━━ Data supplied

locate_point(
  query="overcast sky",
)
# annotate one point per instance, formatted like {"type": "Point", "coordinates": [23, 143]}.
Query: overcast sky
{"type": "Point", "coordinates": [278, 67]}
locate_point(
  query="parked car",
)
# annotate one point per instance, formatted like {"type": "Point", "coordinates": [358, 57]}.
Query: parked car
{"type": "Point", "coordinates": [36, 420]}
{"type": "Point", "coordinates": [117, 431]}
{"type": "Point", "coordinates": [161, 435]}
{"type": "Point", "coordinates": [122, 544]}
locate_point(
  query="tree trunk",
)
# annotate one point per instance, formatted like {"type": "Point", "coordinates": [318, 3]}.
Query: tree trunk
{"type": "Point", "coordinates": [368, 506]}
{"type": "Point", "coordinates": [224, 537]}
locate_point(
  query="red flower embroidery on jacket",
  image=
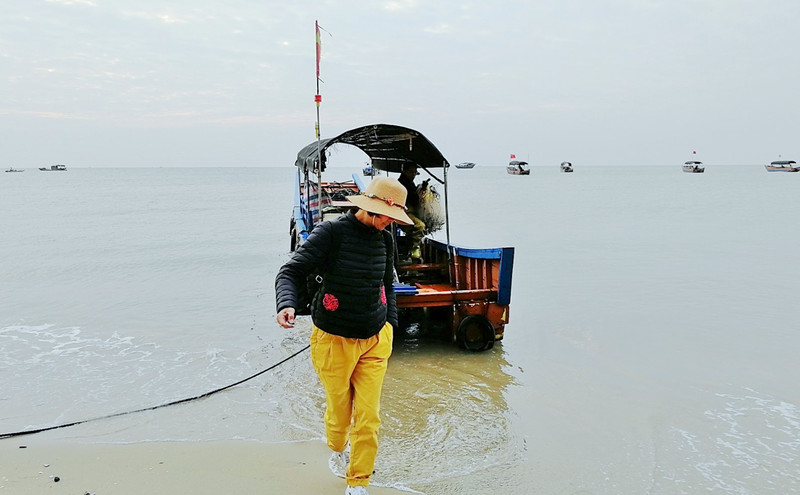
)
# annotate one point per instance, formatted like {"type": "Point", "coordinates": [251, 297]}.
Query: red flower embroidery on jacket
{"type": "Point", "coordinates": [330, 302]}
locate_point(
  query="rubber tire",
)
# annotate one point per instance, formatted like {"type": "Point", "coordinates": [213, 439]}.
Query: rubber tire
{"type": "Point", "coordinates": [475, 333]}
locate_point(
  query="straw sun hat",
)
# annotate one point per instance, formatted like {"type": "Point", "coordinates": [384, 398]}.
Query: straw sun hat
{"type": "Point", "coordinates": [384, 196]}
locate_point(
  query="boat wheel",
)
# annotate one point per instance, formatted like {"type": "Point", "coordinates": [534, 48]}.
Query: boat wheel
{"type": "Point", "coordinates": [475, 333]}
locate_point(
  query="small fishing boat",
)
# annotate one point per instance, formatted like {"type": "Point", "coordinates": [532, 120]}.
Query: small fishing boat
{"type": "Point", "coordinates": [782, 166]}
{"type": "Point", "coordinates": [516, 167]}
{"type": "Point", "coordinates": [458, 293]}
{"type": "Point", "coordinates": [694, 167]}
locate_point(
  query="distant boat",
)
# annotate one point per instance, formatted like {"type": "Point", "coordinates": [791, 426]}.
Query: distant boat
{"type": "Point", "coordinates": [694, 167]}
{"type": "Point", "coordinates": [783, 166]}
{"type": "Point", "coordinates": [516, 167]}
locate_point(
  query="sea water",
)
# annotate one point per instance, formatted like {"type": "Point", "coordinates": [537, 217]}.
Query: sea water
{"type": "Point", "coordinates": [651, 347]}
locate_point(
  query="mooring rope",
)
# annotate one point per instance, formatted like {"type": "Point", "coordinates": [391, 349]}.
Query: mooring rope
{"type": "Point", "coordinates": [175, 402]}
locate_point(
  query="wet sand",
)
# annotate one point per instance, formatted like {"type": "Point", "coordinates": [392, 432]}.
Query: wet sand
{"type": "Point", "coordinates": [169, 468]}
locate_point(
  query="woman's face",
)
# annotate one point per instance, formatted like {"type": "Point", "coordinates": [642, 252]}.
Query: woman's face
{"type": "Point", "coordinates": [380, 222]}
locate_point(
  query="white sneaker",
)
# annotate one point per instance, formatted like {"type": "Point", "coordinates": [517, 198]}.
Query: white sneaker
{"type": "Point", "coordinates": [338, 462]}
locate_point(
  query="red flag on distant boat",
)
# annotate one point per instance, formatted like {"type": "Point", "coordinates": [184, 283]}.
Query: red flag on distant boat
{"type": "Point", "coordinates": [319, 47]}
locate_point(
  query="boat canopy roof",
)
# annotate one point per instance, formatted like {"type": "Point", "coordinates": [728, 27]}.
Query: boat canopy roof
{"type": "Point", "coordinates": [388, 146]}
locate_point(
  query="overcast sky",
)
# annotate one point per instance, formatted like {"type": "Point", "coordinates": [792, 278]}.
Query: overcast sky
{"type": "Point", "coordinates": [94, 83]}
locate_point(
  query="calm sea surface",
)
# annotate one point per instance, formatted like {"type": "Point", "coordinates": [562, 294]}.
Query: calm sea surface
{"type": "Point", "coordinates": [652, 346]}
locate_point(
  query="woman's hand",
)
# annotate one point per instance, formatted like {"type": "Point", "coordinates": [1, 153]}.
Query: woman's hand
{"type": "Point", "coordinates": [285, 317]}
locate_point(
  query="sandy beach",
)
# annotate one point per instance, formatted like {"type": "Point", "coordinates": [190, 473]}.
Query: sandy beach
{"type": "Point", "coordinates": [35, 467]}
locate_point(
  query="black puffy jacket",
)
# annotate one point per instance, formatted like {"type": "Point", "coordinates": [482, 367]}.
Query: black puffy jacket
{"type": "Point", "coordinates": [356, 261]}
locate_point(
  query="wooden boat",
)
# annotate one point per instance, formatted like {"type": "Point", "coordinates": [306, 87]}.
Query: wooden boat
{"type": "Point", "coordinates": [782, 166]}
{"type": "Point", "coordinates": [516, 167]}
{"type": "Point", "coordinates": [694, 167]}
{"type": "Point", "coordinates": [460, 294]}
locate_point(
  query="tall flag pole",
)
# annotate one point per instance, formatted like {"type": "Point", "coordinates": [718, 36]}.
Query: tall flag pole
{"type": "Point", "coordinates": [318, 100]}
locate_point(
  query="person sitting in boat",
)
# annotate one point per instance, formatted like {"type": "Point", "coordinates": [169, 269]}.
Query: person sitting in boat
{"type": "Point", "coordinates": [416, 231]}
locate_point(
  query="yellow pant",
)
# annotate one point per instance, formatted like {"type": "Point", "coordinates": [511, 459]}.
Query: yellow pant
{"type": "Point", "coordinates": [352, 371]}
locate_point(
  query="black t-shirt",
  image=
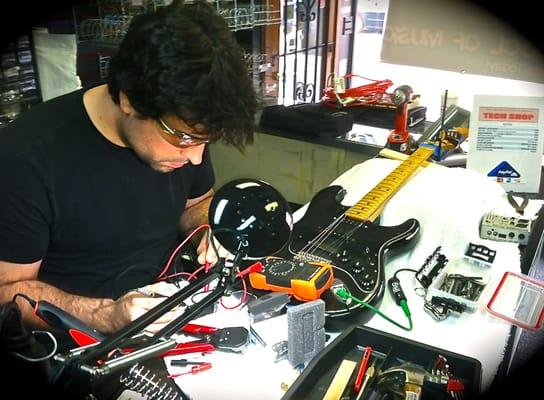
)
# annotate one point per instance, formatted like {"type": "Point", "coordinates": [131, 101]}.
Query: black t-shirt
{"type": "Point", "coordinates": [100, 218]}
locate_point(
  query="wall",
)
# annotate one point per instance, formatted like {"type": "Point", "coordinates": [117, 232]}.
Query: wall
{"type": "Point", "coordinates": [429, 83]}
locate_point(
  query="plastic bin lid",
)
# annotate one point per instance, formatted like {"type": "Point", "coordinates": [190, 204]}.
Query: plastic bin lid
{"type": "Point", "coordinates": [519, 300]}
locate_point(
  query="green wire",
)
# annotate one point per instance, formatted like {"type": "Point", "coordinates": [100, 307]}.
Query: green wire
{"type": "Point", "coordinates": [343, 293]}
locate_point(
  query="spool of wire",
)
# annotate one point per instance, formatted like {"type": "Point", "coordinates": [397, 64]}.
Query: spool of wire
{"type": "Point", "coordinates": [141, 380]}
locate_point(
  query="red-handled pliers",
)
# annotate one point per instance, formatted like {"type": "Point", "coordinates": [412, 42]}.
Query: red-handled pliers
{"type": "Point", "coordinates": [234, 339]}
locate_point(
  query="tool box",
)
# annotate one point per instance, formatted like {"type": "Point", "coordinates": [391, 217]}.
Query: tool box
{"type": "Point", "coordinates": [445, 375]}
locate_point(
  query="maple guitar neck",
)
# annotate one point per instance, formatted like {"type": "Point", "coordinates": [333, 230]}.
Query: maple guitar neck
{"type": "Point", "coordinates": [370, 206]}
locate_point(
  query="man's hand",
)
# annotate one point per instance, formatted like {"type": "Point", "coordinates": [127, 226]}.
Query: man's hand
{"type": "Point", "coordinates": [134, 304]}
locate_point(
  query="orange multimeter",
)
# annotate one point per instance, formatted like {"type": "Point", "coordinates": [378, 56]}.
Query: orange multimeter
{"type": "Point", "coordinates": [306, 281]}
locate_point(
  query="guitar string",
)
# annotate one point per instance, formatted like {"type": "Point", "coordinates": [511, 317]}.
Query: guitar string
{"type": "Point", "coordinates": [322, 236]}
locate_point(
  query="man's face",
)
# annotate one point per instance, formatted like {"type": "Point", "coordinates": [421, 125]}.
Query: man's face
{"type": "Point", "coordinates": [165, 144]}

━━━━

### The problem
Copy the material shown above in full and exactly. Skip the pictures.

### Complete output
locate_point(
  query="overcast sky",
)
# annotate one point per instance, formatted like {"type": "Point", "coordinates": [23, 143]}.
Query: overcast sky
{"type": "Point", "coordinates": [278, 67]}
locate_point(
  query="parked car",
)
# annotate one point per instance, formatted like {"type": "Point", "coordinates": [358, 57]}.
Query: parked car
{"type": "Point", "coordinates": [36, 420]}
{"type": "Point", "coordinates": [117, 431]}
{"type": "Point", "coordinates": [161, 435]}
{"type": "Point", "coordinates": [122, 544]}
locate_point(
  query="tree trunk",
)
# annotate one point per instance, formatted like {"type": "Point", "coordinates": [318, 3]}.
Query: tree trunk
{"type": "Point", "coordinates": [368, 506]}
{"type": "Point", "coordinates": [224, 537]}
locate_point(
  query="red flower embroidery on jacket",
  image=
)
# annotate one point per instance, formatted like {"type": "Point", "coordinates": [251, 297]}.
Query: red flower embroidery on jacket
{"type": "Point", "coordinates": [330, 302]}
locate_point(
  query="rubber tire",
)
# annotate one point per instance, formatted like {"type": "Point", "coordinates": [213, 439]}.
Query: rubber tire
{"type": "Point", "coordinates": [475, 333]}
locate_point(
  query="straw sun hat",
)
# annotate one point per instance, formatted like {"type": "Point", "coordinates": [384, 398]}.
Query: straw sun hat
{"type": "Point", "coordinates": [384, 196]}
locate_point(
  query="boat wheel",
)
# annotate one point per instance, formatted like {"type": "Point", "coordinates": [534, 48]}.
Query: boat wheel
{"type": "Point", "coordinates": [475, 333]}
locate_point(
  query="small fishing boat",
)
# annotate one point per instance, formatted like {"type": "Point", "coordinates": [532, 120]}.
Query: small fishing boat
{"type": "Point", "coordinates": [782, 166]}
{"type": "Point", "coordinates": [516, 167]}
{"type": "Point", "coordinates": [458, 293]}
{"type": "Point", "coordinates": [694, 167]}
locate_point(
  query="distant boat",
)
# annotate one point per instance, formatted like {"type": "Point", "coordinates": [791, 426]}.
Query: distant boat
{"type": "Point", "coordinates": [694, 167]}
{"type": "Point", "coordinates": [783, 166]}
{"type": "Point", "coordinates": [516, 167]}
locate_point(
  query="sea water",
)
# annotate one point per instance, formatted like {"type": "Point", "coordinates": [537, 217]}.
Query: sea water
{"type": "Point", "coordinates": [651, 347]}
locate_point(
  query="mooring rope",
)
# annotate one point per instance, formatted like {"type": "Point", "coordinates": [391, 349]}.
Query: mooring rope
{"type": "Point", "coordinates": [175, 402]}
locate_point(
  query="wet sand",
)
# annotate one point per instance, formatted like {"type": "Point", "coordinates": [392, 432]}.
Query: wet sand
{"type": "Point", "coordinates": [169, 468]}
locate_point(
  query="woman's face",
)
# annotate one point per instance, formatted like {"type": "Point", "coordinates": [642, 252]}.
Query: woman's face
{"type": "Point", "coordinates": [380, 222]}
locate_point(
  query="white sneaker",
)
# annotate one point per instance, formatted like {"type": "Point", "coordinates": [517, 198]}.
Query: white sneaker
{"type": "Point", "coordinates": [338, 462]}
locate_point(
  query="red flag on distant boat",
)
# annotate one point per instance, formatted like {"type": "Point", "coordinates": [184, 283]}.
Query: red flag on distant boat
{"type": "Point", "coordinates": [319, 47]}
locate_point(
  query="boat canopy roof",
)
# annotate one point per instance, formatted like {"type": "Point", "coordinates": [728, 27]}.
Query: boat canopy roof
{"type": "Point", "coordinates": [388, 146]}
locate_point(
  query="overcast sky",
)
# annotate one point per instance, formatted like {"type": "Point", "coordinates": [792, 278]}.
Query: overcast sky
{"type": "Point", "coordinates": [94, 83]}
locate_point(
  query="calm sea surface",
)
# annotate one point per instance, formatted like {"type": "Point", "coordinates": [562, 294]}.
Query: calm sea surface
{"type": "Point", "coordinates": [652, 346]}
locate_point(
  query="woman's hand",
)
# annotate one point per instance, formatted like {"type": "Point", "coordinates": [1, 153]}.
Query: woman's hand
{"type": "Point", "coordinates": [285, 317]}
locate_point(
  query="sandy beach",
)
# annotate one point per instance, formatted like {"type": "Point", "coordinates": [190, 473]}.
Query: sandy beach
{"type": "Point", "coordinates": [35, 467]}
locate_point(
  query="black puffy jacket",
)
# annotate one point per instance, formatted like {"type": "Point", "coordinates": [482, 367]}.
Query: black puffy jacket
{"type": "Point", "coordinates": [356, 261]}
locate_point(
  query="wooden boat",
)
# annotate one point per instance, formatted like {"type": "Point", "coordinates": [306, 87]}.
Query: wooden boat
{"type": "Point", "coordinates": [782, 166]}
{"type": "Point", "coordinates": [516, 167]}
{"type": "Point", "coordinates": [694, 167]}
{"type": "Point", "coordinates": [460, 294]}
locate_point(
  query="tall flag pole",
)
# annotate one point per instance, formatted like {"type": "Point", "coordinates": [718, 36]}.
Query: tall flag pole
{"type": "Point", "coordinates": [318, 100]}
locate_point(
  query="person sitting in boat",
)
# annotate one point per instance, formatted like {"type": "Point", "coordinates": [169, 269]}.
Query: person sitting in boat
{"type": "Point", "coordinates": [416, 231]}
locate_point(
  query="yellow pant",
)
# annotate one point per instance, formatted like {"type": "Point", "coordinates": [511, 459]}.
Query: yellow pant
{"type": "Point", "coordinates": [352, 371]}
locate_point(
  query="black t-shirt",
  image=
)
# annotate one point per instance, formatted like {"type": "Point", "coordinates": [131, 101]}.
Query: black t-shirt
{"type": "Point", "coordinates": [100, 218]}
locate_point(
  query="wall",
)
# annotate one point per instance, formatted like {"type": "Point", "coordinates": [117, 232]}.
Query: wall
{"type": "Point", "coordinates": [429, 83]}
locate_point(
  query="plastic bin lid",
)
# annotate one point per instance, formatted like {"type": "Point", "coordinates": [190, 204]}.
Query: plastic bin lid
{"type": "Point", "coordinates": [519, 300]}
locate_point(
  query="green wire",
)
# annotate one point per instance, formatted like {"type": "Point", "coordinates": [100, 307]}.
Query: green wire
{"type": "Point", "coordinates": [343, 293]}
locate_point(
  query="spool of wire",
)
# annotate one point per instance, formatted like {"type": "Point", "coordinates": [397, 64]}.
Query: spool of wire
{"type": "Point", "coordinates": [141, 380]}
locate_point(
  query="red-handled pliers",
)
# annotate one point per instance, formatted like {"type": "Point", "coordinates": [412, 42]}.
Query: red-handled pliers
{"type": "Point", "coordinates": [234, 339]}
locate_point(
  query="tool box",
)
# annotate one point per instance, formatted like {"type": "Point", "coordinates": [391, 217]}.
Query: tool box
{"type": "Point", "coordinates": [445, 375]}
locate_point(
  query="maple guitar neck",
)
# annotate one point per instance, formatted like {"type": "Point", "coordinates": [333, 230]}.
Query: maple guitar neck
{"type": "Point", "coordinates": [370, 206]}
locate_point(
  query="man's hand",
)
# annotate one point per instance, formatted like {"type": "Point", "coordinates": [127, 226]}.
Query: man's hand
{"type": "Point", "coordinates": [134, 304]}
locate_point(
  query="orange multimeter",
)
# annotate one point per instance, formatted like {"type": "Point", "coordinates": [378, 56]}.
Query: orange multimeter
{"type": "Point", "coordinates": [306, 281]}
locate_point(
  query="guitar string",
)
# annotate one point per instance, formatted like {"type": "Point", "coordinates": [511, 317]}.
Query: guitar string
{"type": "Point", "coordinates": [322, 236]}
locate_point(
  query="man's face",
)
# annotate one point per instance, formatted like {"type": "Point", "coordinates": [421, 125]}.
Query: man's face
{"type": "Point", "coordinates": [165, 144]}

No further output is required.